§ **Document excerpt**
* * * * *
Teen Eating Disorders | Introduction
All teens are concerned about how they look. They want to be attractive and to fit in with others. But meeting society’s standards for looking good isn’t always easy, especially for girls. Girls are judged by their appearance more than boys are, and the standards are high. As always, physical attractiveness in females is based on pretty features, a good complexion, nice hair, and a well-proportioned body. Today, however, “well-proportioned” is popularly interpreted to mean “thin.” As a result, many teenage girls are unhappy with their bodies. This is especially true of those who, because of pressures or problems in their own lives, become fixated on weight as a way of achieving success or happiness.
As Dan Rather reported in a 48 Hours documentary,
Women are far more likely than men to be unhappy with the way they look, and their weight is the biggest reason why. The worrying starts early. Nearly half of all 13-year-old girls say they don’t like their looks. By 18, it’s up to 80 percent. One study even found that young girls are more afraid of being fat than of nuclear war or getting cancer.1
The result of this preoccupation with weight has been an increase in eating disorders, especially in girls and young women. Young men also develop eating disorders, but they are only 5–10 percent of those affected. Women make up 90–95 percent. For that reason, people writing about eating disorders, unless they are writing specifically about boys and men, will talk about girls and women and use the pronoun “she.”
Health professionals recognize three types of eating disorders. One is anorexia nervosa, in which a person has an irrational fear of getting fat and diets to the point of starvation. The second type of eating disorder is bulimia. A person eats large quantities of food and then makes herself throw up, takes laxatives, or uses other ways to avoid gaining weight. Third is compulsive eating, or binge eating. A compulsive eater eats large quantities of food, or binges, even when not physically hungry.
The American Anorexia Bulimia Association (AABA) states that more than five million Americans suffer from eating disorders. This number includes 5 percent of adolescent and adult women and 1 percent of men. The AABA also estimates that one thousand women die each year of anorexia. Other studies use percentages and say that 5–10 percent of long-term anoretics die of the disease. This means that anorexia has the highest death rate of all mental health illnesses.
* * * * *
Image-grounded pointing data

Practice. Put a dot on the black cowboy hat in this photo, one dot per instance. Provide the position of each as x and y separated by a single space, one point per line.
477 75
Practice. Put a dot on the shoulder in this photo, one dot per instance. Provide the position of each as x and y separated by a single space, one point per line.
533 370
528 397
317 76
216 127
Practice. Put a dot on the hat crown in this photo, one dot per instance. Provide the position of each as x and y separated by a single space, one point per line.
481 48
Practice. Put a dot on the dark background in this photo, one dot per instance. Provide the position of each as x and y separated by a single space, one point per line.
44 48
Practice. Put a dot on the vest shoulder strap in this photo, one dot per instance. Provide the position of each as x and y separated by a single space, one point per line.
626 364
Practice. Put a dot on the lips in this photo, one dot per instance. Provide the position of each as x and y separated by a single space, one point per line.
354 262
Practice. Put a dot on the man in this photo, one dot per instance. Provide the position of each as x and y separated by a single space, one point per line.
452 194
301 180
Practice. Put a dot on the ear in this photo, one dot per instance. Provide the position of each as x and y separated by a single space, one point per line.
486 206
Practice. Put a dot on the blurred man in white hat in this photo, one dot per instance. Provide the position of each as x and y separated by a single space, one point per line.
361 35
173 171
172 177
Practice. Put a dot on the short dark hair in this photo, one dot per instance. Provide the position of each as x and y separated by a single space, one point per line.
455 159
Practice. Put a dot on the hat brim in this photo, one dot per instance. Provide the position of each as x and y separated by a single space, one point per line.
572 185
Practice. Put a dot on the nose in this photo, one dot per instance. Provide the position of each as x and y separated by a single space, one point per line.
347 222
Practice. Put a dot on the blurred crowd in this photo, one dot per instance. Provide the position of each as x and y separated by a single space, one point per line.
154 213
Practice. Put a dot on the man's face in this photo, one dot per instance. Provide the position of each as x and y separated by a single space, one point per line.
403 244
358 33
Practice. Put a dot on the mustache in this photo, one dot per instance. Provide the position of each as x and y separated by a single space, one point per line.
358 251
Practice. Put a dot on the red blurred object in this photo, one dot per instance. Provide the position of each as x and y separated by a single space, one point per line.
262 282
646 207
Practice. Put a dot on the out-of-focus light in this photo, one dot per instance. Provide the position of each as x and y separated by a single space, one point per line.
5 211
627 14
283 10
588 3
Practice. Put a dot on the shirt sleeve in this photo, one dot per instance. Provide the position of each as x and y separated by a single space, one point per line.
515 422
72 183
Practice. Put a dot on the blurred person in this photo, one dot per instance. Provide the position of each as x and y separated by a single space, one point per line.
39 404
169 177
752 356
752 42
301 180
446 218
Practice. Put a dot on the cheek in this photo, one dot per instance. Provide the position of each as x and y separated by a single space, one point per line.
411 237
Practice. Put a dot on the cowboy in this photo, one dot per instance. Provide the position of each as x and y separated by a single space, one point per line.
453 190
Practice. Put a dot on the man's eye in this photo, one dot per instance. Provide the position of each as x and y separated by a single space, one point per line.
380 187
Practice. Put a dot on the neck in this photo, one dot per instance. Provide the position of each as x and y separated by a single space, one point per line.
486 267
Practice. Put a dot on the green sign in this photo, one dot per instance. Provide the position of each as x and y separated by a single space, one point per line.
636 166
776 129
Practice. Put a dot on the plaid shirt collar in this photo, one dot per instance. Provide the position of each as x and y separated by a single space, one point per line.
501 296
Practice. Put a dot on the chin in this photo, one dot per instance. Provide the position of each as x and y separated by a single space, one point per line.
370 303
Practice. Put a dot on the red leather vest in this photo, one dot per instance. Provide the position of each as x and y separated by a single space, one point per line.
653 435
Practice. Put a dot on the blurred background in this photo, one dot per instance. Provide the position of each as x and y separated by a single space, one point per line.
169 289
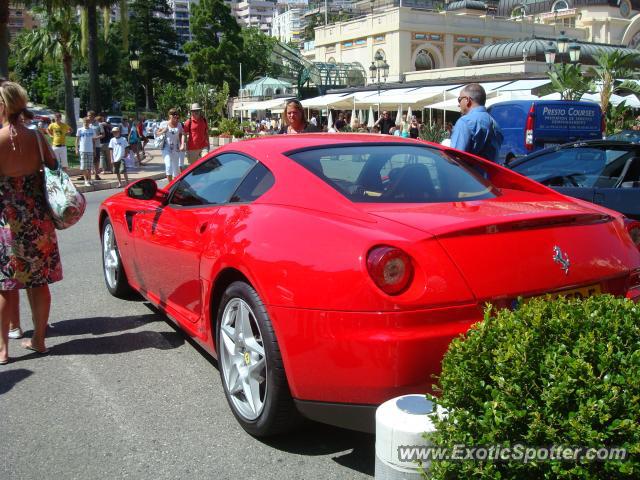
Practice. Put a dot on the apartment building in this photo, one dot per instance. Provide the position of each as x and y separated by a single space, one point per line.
20 19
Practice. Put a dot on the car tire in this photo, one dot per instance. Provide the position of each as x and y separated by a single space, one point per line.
114 275
251 369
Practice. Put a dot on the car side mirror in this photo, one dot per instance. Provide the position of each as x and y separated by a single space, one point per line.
144 189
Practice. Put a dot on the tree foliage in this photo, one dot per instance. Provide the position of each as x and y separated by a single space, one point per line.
217 45
610 67
155 40
568 80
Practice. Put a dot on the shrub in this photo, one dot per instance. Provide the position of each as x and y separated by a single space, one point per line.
432 132
551 373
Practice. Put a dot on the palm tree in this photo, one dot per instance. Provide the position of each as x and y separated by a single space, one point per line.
611 66
57 38
4 39
90 8
568 80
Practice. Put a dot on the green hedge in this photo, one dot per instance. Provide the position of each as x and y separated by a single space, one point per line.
551 373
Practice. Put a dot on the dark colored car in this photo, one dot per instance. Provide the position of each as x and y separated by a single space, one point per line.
605 172
626 136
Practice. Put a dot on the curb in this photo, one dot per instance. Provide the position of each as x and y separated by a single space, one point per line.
114 184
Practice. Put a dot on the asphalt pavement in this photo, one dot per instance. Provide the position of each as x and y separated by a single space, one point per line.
152 166
123 394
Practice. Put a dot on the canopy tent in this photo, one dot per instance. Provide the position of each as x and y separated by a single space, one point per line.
267 87
331 100
276 103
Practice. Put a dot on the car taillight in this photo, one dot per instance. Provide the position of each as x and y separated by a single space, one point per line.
390 268
528 131
633 228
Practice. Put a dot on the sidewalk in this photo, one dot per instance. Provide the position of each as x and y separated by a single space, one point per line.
152 167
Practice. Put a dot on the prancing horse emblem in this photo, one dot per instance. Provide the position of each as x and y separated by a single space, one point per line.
562 259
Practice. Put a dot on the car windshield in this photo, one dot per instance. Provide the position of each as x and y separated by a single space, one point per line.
585 167
395 174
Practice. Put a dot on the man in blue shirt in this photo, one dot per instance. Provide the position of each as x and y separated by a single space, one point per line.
476 131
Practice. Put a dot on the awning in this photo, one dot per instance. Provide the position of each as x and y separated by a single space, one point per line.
413 97
338 100
491 88
264 105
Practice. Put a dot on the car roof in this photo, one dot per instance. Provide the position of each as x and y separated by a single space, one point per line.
286 143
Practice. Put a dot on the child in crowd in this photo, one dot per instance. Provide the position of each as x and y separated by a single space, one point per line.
118 148
85 149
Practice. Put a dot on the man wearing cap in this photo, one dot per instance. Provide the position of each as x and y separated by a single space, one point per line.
196 133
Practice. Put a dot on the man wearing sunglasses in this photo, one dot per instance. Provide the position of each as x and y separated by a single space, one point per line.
476 131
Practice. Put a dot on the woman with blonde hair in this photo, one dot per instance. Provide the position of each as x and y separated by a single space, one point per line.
295 120
29 257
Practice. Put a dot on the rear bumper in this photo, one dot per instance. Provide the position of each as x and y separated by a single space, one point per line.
352 417
365 358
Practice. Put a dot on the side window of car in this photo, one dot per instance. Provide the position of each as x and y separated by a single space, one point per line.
255 183
212 182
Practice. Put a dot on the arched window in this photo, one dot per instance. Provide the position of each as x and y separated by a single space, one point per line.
464 59
519 11
560 5
424 61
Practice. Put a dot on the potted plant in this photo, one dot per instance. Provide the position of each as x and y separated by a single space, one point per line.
227 128
213 137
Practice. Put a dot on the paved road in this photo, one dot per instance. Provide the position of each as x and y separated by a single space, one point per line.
125 395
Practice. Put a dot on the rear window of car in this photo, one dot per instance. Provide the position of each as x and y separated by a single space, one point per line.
395 174
584 167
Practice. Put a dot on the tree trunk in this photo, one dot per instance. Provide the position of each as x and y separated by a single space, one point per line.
94 86
70 112
148 92
4 39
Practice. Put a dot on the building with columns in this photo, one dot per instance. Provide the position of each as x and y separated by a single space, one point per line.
424 44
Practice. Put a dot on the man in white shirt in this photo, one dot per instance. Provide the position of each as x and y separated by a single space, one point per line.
85 148
118 147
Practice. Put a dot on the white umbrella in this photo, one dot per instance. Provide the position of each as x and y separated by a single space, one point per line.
399 115
371 122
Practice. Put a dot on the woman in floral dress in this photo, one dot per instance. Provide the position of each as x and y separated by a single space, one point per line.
29 257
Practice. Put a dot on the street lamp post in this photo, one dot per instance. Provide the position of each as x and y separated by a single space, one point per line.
134 62
379 68
564 51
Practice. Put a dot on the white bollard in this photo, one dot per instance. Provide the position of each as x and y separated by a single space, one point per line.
400 422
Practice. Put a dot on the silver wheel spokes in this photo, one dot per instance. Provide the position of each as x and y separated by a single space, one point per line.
242 359
110 256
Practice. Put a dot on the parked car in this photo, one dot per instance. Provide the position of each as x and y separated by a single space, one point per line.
605 172
529 126
626 136
328 273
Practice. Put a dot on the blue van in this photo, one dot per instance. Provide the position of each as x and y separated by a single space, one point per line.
530 125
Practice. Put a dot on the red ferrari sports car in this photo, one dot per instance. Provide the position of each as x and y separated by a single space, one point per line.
328 273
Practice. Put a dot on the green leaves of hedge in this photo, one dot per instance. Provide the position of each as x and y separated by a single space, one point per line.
553 372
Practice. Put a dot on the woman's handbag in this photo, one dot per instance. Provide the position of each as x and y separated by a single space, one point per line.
66 203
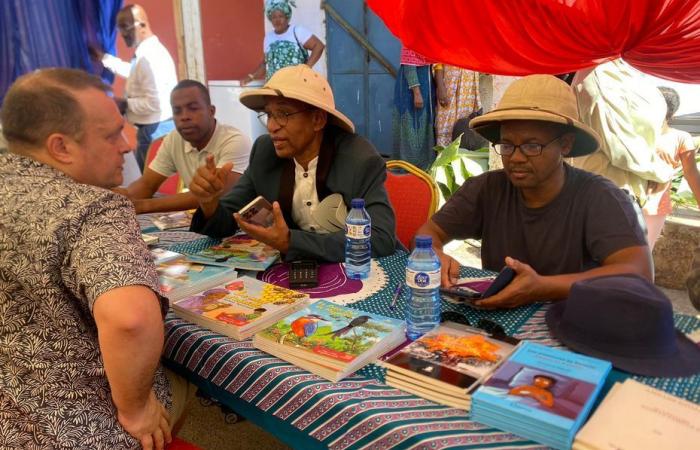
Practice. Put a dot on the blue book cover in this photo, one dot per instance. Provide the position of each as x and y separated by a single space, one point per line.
547 386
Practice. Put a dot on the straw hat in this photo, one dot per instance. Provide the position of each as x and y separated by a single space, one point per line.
539 97
299 83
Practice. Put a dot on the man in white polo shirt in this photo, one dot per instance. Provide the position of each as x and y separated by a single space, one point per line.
197 137
150 76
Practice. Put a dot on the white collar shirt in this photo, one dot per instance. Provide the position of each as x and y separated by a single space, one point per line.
305 199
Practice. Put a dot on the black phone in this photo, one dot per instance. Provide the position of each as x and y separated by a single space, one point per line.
259 212
461 292
503 279
303 274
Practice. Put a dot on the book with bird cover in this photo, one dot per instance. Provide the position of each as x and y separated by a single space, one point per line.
331 340
448 363
241 307
239 251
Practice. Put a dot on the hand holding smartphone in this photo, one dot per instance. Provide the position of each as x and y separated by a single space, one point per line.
258 212
469 295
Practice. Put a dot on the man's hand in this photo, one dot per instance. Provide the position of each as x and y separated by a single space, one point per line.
276 235
209 183
150 425
526 287
417 98
122 104
449 269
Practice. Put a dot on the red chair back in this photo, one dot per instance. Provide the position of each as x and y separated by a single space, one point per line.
413 195
172 184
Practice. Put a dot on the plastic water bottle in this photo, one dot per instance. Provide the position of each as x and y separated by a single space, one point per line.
358 249
423 278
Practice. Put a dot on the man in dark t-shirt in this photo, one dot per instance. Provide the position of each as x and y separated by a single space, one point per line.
551 223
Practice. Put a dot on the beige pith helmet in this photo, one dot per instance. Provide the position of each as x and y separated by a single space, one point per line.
539 97
299 83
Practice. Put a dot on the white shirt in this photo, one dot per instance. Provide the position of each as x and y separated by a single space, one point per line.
305 199
176 155
149 79
302 34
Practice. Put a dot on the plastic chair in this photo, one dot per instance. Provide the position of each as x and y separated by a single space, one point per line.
413 195
173 184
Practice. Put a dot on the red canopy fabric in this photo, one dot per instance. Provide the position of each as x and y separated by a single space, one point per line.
521 37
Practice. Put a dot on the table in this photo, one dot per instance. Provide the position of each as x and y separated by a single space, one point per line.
308 412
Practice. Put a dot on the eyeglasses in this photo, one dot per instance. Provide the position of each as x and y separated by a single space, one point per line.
527 149
128 26
281 117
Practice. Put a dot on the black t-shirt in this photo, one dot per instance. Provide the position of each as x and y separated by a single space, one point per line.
589 220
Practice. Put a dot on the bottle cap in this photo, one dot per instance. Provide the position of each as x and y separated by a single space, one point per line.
357 203
424 241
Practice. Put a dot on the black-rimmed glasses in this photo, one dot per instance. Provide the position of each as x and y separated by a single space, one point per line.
528 149
281 117
489 326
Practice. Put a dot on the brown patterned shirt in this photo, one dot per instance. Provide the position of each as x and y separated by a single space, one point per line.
62 245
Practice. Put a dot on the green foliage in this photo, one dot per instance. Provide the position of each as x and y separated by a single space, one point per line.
452 167
683 196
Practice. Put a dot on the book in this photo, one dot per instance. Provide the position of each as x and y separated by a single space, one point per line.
451 360
149 239
179 219
161 255
240 307
331 340
239 251
541 393
634 416
180 277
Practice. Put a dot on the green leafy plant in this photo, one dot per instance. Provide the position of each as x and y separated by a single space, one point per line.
681 195
453 166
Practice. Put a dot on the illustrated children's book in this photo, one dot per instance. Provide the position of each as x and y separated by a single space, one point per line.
634 416
240 307
239 251
180 277
541 393
331 340
179 219
448 363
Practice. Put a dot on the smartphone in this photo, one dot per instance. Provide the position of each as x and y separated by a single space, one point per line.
259 212
461 292
503 279
303 274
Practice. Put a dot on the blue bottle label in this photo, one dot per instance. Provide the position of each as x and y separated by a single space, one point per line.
358 231
422 280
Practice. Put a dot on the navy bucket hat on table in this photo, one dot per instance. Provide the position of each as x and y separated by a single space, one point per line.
628 321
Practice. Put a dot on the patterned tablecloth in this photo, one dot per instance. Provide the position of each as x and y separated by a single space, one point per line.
308 412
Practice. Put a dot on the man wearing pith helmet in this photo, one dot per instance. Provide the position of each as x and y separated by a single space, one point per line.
551 223
310 153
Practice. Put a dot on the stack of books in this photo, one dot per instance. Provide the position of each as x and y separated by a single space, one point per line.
239 308
634 416
179 277
331 340
179 219
541 393
239 251
447 364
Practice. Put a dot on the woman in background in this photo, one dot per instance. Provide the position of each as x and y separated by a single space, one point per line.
414 111
285 45
458 97
676 147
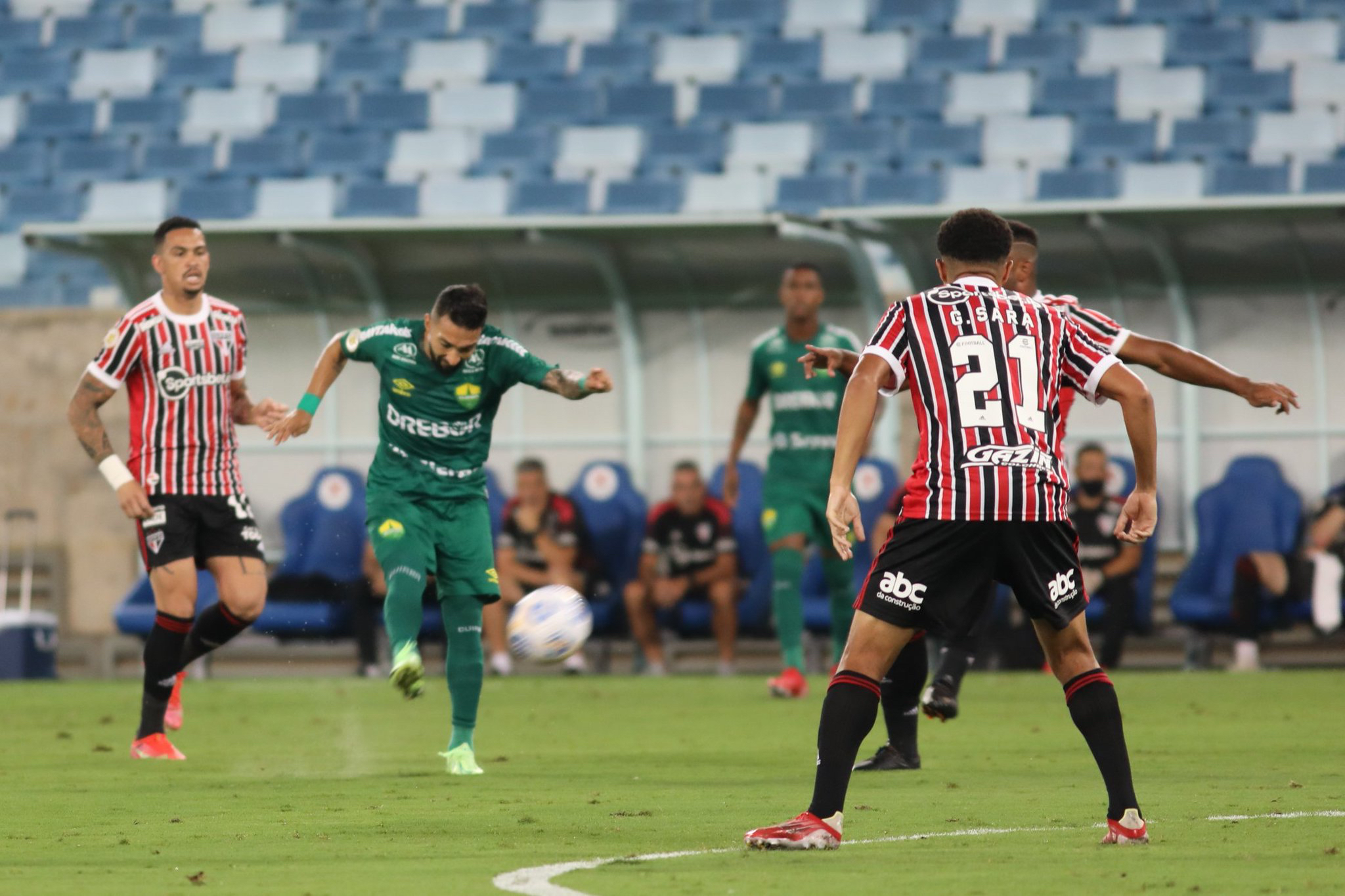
* * * * *
§ **Work item**
Extract everything in the text on teen eating disorders from "The American Anorexia" down to "mental health illnesses.", word for word. This data has no connection to the text on teen eating disorders.

§ **Result**
The American Anorexia Bulimia Association (AABA) states that more than five million Americans suffer from eating disorders. This number includes 5 percent of adolescent and adult women and 1 percent of men. The AABA also estimates that one thousand women die each year of anorexia. Other studies use percentages and say that 5–10 percent of long-term anoretics die of the disease. This means that anorexia has the highest death rate of all mental health illnesses.